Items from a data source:
- - - - -

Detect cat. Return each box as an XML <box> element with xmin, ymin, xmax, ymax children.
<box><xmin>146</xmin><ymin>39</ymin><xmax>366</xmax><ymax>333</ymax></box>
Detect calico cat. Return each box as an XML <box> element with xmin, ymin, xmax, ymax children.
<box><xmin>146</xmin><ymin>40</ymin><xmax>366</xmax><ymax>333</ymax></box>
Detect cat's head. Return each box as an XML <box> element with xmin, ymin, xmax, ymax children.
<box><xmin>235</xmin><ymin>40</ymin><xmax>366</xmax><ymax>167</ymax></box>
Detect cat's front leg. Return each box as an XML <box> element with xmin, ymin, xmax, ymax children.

- - - - -

GIVEN EXERCISE:
Which lines of the material contain the string "with"? Return each of those lines in full.

SOLVED EXERCISE:
Detect cat. Return each box as an XML <box> element with xmin, ymin, xmax, ymax children.
Detect calico cat. Return each box as an XML <box> element with xmin, ymin, xmax, ymax children.
Detect cat's head. Return each box as an XML <box> element with xmin, ymin, xmax, ymax children.
Detect cat's front leg. Return each box as an XML <box> element with xmin, ymin, xmax, ymax children.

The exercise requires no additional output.